* **Quesito da risolvere**
Nel caso delle due ordinanze in commento citato dal documento, per quale motivo l'onere è stato considerato assolto?

* **Documento**
^^^^^^^^

È utile allora comprendere quando tale onere venga considerato assolto.
In un recente caso deciso dal T.A.R. Veneto, in cui l’amministrazione aveva rigettato l’istanza di accesso alle parti dell’offerta tecnica oscurate, è stato affermato che il diniego “non poteva … trovare giustificazione nella genericità dell’istanza, dovuta all’impossibilità di poter ulteriormente circostanziare le proprie esigenze di difesa in un momento in cui la richiedente l’accesso non conosceva il contenuto dell’offerta dell’aggiudicatario e, quindi, non solo gli aspetti tecnici della stessa, ma nemmeno l’opposizione all’accesso già formulata in quell’occasione rispetto a specifiche parti di essa. La stazione appaltante avrebbe, pertanto, dovuto considerare che la società ricorrente, avendo partecipato alla procedura competitiva e intendendo contestare i punteggi attribuiti alla propria offerta, aveva la necessità, per poter svolgere le proprie difese, di conoscere gli elementi sui quali la commissione giudicatrice ha svolto le proprie valutazioni ritenendo di premiare l’offerta dell’aggiudicatario”[26].
Similmente, nel caso affrontato dalle due ordinanze in commento, in cui l’offerta tecnica risultava per la maggior parte oscurata, tale onere è stato considerato assolto per il sol fatto che l’istanza è stata presentata dal “concorrente che ha partecipato alla gara” e non da un qualsiasi “operatore economico concorrente nel mercato”.
Nel caso in cui, invece, l’offerta tecnica sia in parte conoscibile e venga in parte ostesa, l’onere diventa più stringente. La stretta indispensabilità, infatti, è un “concetto che, pur dovendo essere declinato «in concreto», sconta l’inevitabile carattere «relativo» del momento nel quale viene avanzata la richiesta di accesso, e della documentazione della quale il ricorrente si trova già in possesso”[27].
Detto con altre parole: “quanto più l’interessato abbia già a disposizione documentazione di gara e quanto più la sua «proiezione giudiziale» si sia fatta concreta attraverso la proposizione di un ricorso avverso gli atti della procedura, tanto più stringente dovrà essere la deduzione e la prova della indispensabilità, ma, allo stesso modo, tanto più chiaramente l’interprete potrà avere contezza di quello stretto collegamento (o nesso di strumentalità necessaria) che deve ricorrere tra la documentazione richiesta e la situazione finale controversa per ammettere integralmente l’accesso anche a documenti contenenti segreti tecnici e commerciali”[28].

^^^^^^^^

* **Voci**
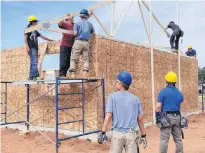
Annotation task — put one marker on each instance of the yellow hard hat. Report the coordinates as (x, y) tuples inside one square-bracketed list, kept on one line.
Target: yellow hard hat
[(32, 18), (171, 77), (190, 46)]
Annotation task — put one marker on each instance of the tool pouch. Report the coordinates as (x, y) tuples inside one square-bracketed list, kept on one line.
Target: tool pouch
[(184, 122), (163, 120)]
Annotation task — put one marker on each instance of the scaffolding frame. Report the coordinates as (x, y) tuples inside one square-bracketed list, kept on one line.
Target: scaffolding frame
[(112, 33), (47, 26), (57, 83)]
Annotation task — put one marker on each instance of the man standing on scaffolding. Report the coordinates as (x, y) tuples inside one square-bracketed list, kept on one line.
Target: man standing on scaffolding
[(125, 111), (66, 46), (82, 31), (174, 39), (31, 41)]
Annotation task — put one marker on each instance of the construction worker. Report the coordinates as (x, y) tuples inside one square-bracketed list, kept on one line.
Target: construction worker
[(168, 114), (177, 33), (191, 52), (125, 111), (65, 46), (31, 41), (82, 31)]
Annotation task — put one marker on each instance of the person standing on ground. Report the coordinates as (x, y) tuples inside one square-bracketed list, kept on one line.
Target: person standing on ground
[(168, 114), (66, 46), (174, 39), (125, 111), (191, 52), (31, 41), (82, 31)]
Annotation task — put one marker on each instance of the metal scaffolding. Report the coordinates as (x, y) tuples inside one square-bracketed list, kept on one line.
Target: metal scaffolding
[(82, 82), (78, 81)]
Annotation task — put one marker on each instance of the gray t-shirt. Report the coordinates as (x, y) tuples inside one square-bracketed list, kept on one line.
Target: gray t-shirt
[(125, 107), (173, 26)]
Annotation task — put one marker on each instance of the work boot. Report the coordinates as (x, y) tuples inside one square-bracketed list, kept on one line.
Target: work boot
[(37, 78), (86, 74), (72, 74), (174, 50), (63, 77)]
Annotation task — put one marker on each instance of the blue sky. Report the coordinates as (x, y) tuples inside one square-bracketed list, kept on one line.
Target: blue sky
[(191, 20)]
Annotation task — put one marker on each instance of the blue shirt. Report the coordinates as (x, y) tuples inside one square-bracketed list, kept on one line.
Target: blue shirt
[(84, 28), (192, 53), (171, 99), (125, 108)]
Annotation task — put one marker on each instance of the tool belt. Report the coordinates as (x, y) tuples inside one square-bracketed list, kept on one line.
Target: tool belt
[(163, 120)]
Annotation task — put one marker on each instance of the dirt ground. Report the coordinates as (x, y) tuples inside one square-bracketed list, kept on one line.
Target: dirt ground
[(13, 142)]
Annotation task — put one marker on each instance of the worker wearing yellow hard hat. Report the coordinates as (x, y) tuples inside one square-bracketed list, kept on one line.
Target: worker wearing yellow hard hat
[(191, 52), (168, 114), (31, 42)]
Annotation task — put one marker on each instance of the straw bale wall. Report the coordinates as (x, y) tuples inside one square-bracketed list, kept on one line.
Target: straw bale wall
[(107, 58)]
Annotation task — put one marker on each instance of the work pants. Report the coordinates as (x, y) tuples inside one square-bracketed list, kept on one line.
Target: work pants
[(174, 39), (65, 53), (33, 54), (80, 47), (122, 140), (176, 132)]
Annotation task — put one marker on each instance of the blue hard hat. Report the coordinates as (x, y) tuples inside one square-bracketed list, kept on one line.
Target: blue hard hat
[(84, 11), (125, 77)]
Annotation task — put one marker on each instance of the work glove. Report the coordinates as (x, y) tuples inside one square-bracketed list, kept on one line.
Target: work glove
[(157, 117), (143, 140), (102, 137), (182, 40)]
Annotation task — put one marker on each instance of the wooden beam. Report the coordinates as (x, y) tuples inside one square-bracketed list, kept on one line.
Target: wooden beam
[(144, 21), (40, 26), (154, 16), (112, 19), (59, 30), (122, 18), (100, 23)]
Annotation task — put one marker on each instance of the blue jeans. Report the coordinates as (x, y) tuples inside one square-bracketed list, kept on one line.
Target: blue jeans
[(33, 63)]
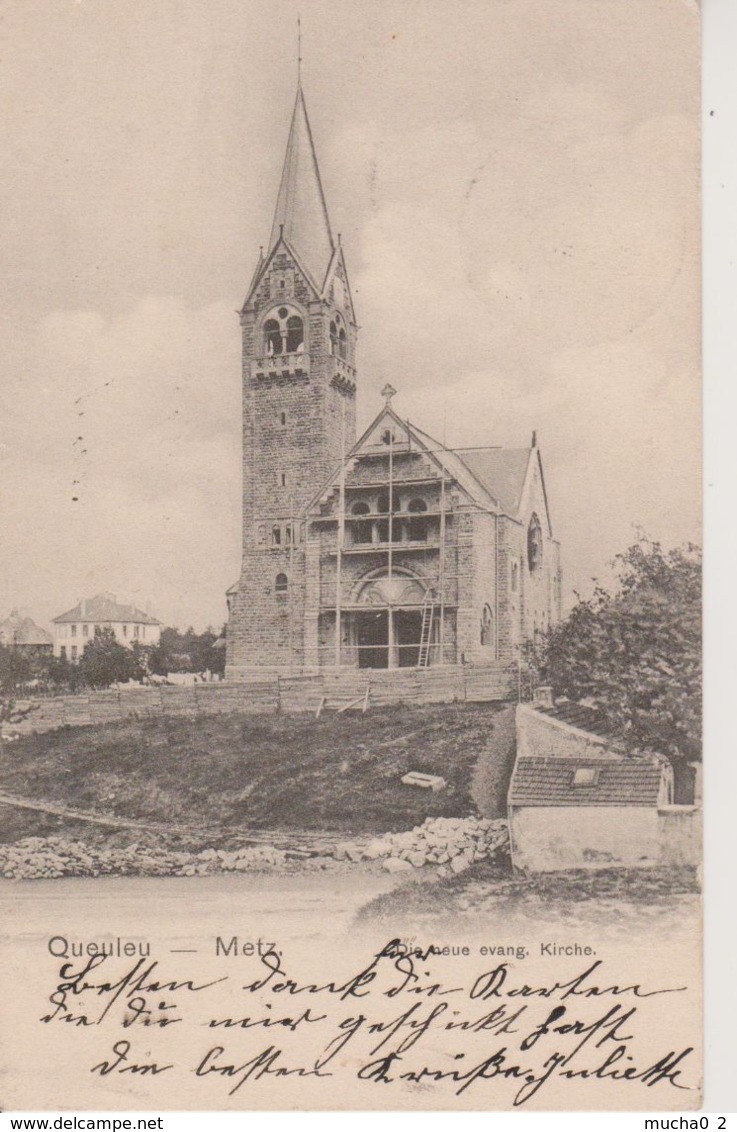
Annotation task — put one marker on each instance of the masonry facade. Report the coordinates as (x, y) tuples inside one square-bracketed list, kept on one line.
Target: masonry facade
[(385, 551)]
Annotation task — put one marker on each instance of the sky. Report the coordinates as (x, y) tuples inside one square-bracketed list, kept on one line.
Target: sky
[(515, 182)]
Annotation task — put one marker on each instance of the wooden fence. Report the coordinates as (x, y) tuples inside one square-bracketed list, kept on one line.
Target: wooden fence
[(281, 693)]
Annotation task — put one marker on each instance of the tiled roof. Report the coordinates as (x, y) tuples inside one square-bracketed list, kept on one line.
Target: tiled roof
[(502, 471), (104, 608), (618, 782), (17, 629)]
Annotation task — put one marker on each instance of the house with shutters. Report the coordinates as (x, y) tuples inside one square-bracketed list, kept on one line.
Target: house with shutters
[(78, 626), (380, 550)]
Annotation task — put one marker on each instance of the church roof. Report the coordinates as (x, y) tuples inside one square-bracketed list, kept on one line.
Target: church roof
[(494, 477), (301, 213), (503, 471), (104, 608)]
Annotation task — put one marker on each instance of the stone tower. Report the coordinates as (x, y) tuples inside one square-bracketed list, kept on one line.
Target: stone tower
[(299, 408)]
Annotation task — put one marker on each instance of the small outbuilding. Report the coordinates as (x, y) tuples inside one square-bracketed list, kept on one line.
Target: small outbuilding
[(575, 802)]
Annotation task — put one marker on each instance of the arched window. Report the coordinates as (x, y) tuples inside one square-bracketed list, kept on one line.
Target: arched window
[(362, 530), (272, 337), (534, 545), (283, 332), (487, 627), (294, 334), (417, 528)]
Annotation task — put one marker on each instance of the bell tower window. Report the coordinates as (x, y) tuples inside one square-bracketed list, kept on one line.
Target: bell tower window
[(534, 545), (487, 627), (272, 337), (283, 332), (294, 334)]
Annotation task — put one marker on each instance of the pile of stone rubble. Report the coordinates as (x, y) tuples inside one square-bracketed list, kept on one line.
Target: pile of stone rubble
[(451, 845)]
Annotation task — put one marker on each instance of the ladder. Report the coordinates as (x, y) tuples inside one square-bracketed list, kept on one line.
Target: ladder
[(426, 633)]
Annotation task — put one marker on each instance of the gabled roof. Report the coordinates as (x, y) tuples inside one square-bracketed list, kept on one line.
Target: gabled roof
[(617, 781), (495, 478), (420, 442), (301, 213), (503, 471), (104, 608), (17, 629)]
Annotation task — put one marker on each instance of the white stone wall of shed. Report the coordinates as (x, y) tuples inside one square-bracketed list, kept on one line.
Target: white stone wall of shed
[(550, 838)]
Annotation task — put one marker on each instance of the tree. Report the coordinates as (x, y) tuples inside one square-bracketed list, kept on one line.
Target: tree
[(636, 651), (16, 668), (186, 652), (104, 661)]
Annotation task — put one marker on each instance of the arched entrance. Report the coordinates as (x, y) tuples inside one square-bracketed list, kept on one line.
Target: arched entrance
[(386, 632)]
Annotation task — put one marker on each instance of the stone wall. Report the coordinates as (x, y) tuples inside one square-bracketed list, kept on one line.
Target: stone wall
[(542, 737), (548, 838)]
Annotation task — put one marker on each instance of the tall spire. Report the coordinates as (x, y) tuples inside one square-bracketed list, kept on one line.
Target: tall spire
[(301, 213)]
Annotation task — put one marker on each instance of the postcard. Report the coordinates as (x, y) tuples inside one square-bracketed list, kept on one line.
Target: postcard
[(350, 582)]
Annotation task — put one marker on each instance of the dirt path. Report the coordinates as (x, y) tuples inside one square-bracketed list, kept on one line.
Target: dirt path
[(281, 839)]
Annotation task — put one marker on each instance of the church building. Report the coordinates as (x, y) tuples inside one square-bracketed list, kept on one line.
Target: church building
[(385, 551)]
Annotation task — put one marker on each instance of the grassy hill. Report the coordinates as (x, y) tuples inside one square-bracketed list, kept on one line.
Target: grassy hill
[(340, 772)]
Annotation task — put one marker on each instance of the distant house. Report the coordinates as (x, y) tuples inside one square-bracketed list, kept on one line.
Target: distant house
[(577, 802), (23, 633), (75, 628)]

^^^^^^^^

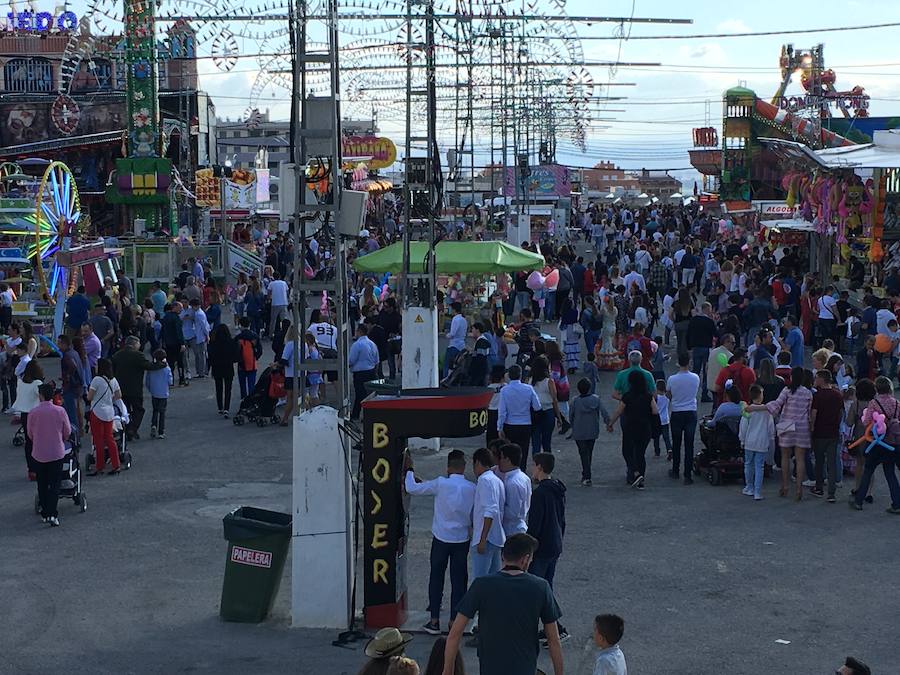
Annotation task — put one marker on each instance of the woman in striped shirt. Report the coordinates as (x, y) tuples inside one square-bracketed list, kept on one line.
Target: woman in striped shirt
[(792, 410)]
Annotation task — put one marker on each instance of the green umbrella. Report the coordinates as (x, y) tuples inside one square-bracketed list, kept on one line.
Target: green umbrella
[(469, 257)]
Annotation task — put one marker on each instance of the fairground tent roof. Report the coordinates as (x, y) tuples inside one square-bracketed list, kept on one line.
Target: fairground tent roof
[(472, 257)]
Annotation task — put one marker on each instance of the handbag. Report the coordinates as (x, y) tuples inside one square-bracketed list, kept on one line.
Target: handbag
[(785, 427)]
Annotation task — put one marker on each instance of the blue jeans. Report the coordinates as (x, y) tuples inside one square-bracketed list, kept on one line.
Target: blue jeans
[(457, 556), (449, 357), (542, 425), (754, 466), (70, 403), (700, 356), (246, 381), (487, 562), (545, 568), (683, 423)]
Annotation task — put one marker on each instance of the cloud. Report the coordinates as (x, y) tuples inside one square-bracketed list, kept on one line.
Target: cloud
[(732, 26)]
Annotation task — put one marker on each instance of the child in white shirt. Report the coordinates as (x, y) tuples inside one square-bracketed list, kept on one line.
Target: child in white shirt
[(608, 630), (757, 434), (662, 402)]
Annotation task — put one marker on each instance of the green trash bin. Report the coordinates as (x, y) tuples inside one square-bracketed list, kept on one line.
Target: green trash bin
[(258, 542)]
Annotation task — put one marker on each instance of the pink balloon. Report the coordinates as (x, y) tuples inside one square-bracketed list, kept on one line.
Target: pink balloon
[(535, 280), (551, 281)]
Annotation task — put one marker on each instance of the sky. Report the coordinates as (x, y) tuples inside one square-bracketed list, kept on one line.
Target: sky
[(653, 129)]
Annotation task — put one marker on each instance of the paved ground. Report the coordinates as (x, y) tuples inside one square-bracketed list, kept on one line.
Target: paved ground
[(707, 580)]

^^^^^^^^

* **Risposta corretta**
L'istanza era stata presentata dal "concorrente che ha partecipato alla gara" e non da un qualsiasi "operatore economico concorrente nel mercato".